Given passage: Begin

It wasn’t her eyes or her smile that captured his heart – it was her comic books.
Sixty years ago, Laurie and Sheri Zapf met in the third grade in Spearfish, S.D. Laurie was passionate about comic books and Sheri had a great collection featuring the superheroes and cowboys he admired.
He’d just moved from Canada. Sheri reported the news to her mother, “There’s a fat boy at school, and everybody is picking on him,” she said, “but I’m going to be nice to him because I like him.”
Laurie chuckled at the memory. “She was nice alright. But she had the best comic books. That was a real turn on!”
They walked to school together every day. “I became his girlfriend officially in third, fourth, fifth and sixth grade,” Sheri said. “One time he tried to hold my hand.” Her eyes widened. “Scandalous!”
When Laurie moved back to Canada in seventh grade, the separation saddened them. “I lost my best friend and my source of comic books,” he said.
They kept in touch through letters. He wrote about his clarinet lessons and family doings and she wrote about their mutual friends and life in Spearfish. When he moved back to South Dakota in 10th grade, he was eager to resume their relationship.
But things had changed for Sheri. Namely, she had a new boyfriend. She said, “I told him I just want to be friends.”
Though they weren’t dating, they still couldn’t be trusted to sit next to each other in class. Sheri recalled, “Our teachers had to separate us because we talked too much.”
By senior year, Laurie, wearied by Sheri’s continued indifference, found a new girlfriend. At first Sheri didn’t blink an eye – she was certain it was a short-term romance. But when the relationship didn’t appear to be ending, she took matters into her own hands. She told him, “We need to get back together and you need to break up with Linda.”
“OK,” Laurie replied.
They attended Black Hills State University together and married May 29, 1965, in their sophomore year. “We were both 20,” Sheri said.
After graduation, they moved to Nebraska where Laurie had taken a job as a school band director. Sheri focused on starting their family. “I told him I wanted four kids and two dogs.”
Neither venture proved successful. Sheri suffered three miscarriages and Laurie found his love of music didn’t translate to a love of teaching it. “My whole life was music, but I really hated being a band director.”
His parents had moved to Olympia, so he and Sheri joined them. The move didn’t bring employment. Laurie shook his head. “You’d be surprised at how few people want to hire an out-of-work band director.”
Finally, he was offered a job at Lakeland Village in Cheney. Sheri’s hope of becoming a mother was fulfilled shortly thereafter when she gave birth to their first son in 1970. Over the next 13 years, four more sons would follow.

Given passage: End

- _Problems to work on_:
1. Using the article about Laurie and Sheri Zapf, decide whether each statement agrees with it: (a) Laurie and Sheri met in the third grade in Spearfish. (b) They married during their senior year of college. (c) Laurie enjoyed working as a band director.
2. In the article about Laurie and Sheri Zapf, where was Laurie finally offered a job?
3. Carry on the article about Laurie and Sheri Zapf, starting after its last sentence.

Supplied material: Begin

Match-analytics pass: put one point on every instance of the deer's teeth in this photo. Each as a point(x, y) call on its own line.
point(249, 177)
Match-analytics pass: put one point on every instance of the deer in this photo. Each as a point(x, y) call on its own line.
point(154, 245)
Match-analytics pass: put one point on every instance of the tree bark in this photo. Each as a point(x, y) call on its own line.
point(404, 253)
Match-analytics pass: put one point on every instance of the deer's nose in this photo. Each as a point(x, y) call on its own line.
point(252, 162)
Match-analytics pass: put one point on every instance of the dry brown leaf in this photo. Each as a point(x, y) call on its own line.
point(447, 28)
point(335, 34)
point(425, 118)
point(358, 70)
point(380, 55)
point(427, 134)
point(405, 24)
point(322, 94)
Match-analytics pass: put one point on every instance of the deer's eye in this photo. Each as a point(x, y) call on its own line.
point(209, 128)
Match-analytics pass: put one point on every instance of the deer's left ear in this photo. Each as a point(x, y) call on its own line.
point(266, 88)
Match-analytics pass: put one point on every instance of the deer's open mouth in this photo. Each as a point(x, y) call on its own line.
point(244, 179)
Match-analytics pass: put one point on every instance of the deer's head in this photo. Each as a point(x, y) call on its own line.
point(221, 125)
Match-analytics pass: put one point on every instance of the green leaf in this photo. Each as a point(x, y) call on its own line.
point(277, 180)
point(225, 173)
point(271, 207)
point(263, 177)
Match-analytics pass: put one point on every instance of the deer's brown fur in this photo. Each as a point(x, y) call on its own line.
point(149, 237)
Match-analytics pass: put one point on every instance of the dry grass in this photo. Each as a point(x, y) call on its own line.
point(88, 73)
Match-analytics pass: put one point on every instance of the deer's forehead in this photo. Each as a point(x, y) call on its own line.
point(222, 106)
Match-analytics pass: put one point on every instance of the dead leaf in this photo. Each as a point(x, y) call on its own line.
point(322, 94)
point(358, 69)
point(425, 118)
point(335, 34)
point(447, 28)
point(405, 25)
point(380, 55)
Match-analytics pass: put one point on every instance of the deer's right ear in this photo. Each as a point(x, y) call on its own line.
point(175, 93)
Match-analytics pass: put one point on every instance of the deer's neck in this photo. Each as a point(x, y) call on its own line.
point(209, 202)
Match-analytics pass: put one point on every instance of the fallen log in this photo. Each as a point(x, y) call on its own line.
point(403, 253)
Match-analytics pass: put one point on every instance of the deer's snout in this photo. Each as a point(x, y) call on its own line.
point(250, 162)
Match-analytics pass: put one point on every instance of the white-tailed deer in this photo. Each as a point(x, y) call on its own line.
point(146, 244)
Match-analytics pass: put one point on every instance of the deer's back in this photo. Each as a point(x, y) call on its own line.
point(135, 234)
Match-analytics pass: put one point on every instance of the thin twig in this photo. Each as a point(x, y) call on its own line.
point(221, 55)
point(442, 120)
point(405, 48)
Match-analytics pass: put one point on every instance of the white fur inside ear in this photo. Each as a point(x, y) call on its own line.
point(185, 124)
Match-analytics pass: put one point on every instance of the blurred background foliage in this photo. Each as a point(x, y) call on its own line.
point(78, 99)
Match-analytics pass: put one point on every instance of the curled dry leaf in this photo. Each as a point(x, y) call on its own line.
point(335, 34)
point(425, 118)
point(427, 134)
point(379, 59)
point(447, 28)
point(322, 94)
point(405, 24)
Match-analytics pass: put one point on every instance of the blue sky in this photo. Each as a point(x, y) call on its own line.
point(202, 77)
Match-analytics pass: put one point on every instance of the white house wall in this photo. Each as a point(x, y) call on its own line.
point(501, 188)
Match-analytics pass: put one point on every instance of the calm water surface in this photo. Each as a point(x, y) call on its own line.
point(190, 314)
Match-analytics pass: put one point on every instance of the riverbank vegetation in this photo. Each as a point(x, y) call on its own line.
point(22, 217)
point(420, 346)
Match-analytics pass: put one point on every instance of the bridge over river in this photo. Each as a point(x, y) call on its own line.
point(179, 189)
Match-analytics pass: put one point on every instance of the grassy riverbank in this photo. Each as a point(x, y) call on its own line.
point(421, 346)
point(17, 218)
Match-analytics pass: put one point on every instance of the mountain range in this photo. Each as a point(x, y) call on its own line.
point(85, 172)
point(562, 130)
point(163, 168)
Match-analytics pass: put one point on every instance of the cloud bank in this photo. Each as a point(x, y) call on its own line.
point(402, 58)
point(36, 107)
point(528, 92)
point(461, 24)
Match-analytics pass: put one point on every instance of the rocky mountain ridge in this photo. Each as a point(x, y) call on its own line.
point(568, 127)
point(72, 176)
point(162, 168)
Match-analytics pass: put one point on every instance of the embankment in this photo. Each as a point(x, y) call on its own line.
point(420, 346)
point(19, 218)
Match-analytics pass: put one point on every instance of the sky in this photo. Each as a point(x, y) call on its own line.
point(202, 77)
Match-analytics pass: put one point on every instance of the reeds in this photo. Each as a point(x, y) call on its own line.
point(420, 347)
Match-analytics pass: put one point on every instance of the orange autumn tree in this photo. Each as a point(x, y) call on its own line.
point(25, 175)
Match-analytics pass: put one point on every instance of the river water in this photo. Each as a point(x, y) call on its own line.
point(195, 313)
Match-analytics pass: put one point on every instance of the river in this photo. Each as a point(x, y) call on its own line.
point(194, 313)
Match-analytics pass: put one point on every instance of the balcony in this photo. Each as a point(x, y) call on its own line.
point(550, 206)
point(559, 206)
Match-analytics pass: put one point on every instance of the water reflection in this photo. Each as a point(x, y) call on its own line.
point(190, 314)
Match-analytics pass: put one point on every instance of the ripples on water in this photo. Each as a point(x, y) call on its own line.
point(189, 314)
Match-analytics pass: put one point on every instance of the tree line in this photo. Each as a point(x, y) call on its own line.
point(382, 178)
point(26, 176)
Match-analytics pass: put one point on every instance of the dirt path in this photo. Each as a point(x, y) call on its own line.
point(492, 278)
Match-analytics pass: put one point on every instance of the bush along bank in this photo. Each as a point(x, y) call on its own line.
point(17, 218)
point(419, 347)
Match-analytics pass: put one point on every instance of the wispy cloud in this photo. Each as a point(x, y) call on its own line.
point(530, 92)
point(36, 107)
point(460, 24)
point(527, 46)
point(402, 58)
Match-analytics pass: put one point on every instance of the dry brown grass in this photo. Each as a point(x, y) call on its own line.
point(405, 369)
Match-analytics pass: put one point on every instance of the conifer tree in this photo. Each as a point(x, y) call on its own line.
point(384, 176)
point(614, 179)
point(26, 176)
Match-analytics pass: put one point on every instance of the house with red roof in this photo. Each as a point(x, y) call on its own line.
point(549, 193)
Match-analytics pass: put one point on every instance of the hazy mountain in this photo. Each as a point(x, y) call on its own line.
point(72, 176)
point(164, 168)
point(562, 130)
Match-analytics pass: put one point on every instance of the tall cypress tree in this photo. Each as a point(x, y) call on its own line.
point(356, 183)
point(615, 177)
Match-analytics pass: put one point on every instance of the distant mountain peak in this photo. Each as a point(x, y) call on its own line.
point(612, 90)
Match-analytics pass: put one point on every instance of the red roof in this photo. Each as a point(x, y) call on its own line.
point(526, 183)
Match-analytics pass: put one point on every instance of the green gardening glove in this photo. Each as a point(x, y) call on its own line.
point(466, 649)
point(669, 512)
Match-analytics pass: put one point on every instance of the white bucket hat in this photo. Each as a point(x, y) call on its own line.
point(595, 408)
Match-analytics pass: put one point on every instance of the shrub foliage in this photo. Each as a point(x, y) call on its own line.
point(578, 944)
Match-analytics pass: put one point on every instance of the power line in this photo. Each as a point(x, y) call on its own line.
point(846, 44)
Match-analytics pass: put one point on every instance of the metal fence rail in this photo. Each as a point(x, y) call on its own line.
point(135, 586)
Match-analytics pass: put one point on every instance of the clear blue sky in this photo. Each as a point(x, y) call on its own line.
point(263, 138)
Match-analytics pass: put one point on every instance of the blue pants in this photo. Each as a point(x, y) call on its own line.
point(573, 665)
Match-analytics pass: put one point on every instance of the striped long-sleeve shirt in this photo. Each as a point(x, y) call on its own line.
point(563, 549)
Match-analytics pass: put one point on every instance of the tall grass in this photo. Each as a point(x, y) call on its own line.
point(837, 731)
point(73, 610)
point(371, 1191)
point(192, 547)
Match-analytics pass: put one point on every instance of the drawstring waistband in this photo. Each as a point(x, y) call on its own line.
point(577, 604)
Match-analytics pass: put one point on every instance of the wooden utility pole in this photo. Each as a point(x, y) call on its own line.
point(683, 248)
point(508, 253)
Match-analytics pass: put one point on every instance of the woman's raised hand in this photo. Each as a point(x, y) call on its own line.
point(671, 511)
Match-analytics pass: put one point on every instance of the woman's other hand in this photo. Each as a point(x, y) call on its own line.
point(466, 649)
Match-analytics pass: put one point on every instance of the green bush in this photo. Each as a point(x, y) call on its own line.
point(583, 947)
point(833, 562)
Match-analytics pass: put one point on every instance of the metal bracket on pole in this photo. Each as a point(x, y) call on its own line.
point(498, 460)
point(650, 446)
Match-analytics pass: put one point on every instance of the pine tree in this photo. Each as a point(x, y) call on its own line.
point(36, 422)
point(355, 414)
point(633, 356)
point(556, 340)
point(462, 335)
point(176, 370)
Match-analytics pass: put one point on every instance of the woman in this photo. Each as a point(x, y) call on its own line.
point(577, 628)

Supplied material: End

- _Answers to each task_:
1.
(a) Yes: "Sixty years ago, Laurie and Sheri Zapf met in the third grade in Spearfish, S.D."
(b) No: "married May 29, 1965, in their sophomore year."
(c) No: "My whole life was music, but I really hated being a band director."

2. At Lakeland Village in Cheney.

3.
When Laurie accepted a position as assistant superintendent at Rainier School, the family moved to Enumclaw, Wash., for nine years. He earned his master’s degree in education and found a new passion in working with the developmentally disabled.
They returned to Eastern Washington when Laurie became CEO of Interlake School in Medical Lake. When their youngest son entered third grade, Sheri took a job at Medical Lake Elementary School and worked there 10 years.
Laurie served as regional administrator for Region 1 of the Division of Developmental Disabilities for many years. With the kids grown and gone, he eyed retirement; however his version of retirement was different from most.
“We moved to Arizona where I took a similar job in regional administration.”
The move proved difficult. “I had a romanticized view of life in Arizona,” he said. “I didn’t realize how much I’d miss my kids.”
His wife’s unhappiness was clear. “I spent the year crying!” she said.
After a year in Arizona, they returned to Cheney. Laurie shrugged. “Sometimes life is not what you think it’s going to be.”
His marriage, however, turned out to be all he’d hoped for and more. They stay busy volunteering with Prison Fellowship Ministry and Feed Cheney, and spending time with their six grandchildren.
Music is still part of their lives. They’ve sung together in church choirs since they were children, Sheri said. “We still do.”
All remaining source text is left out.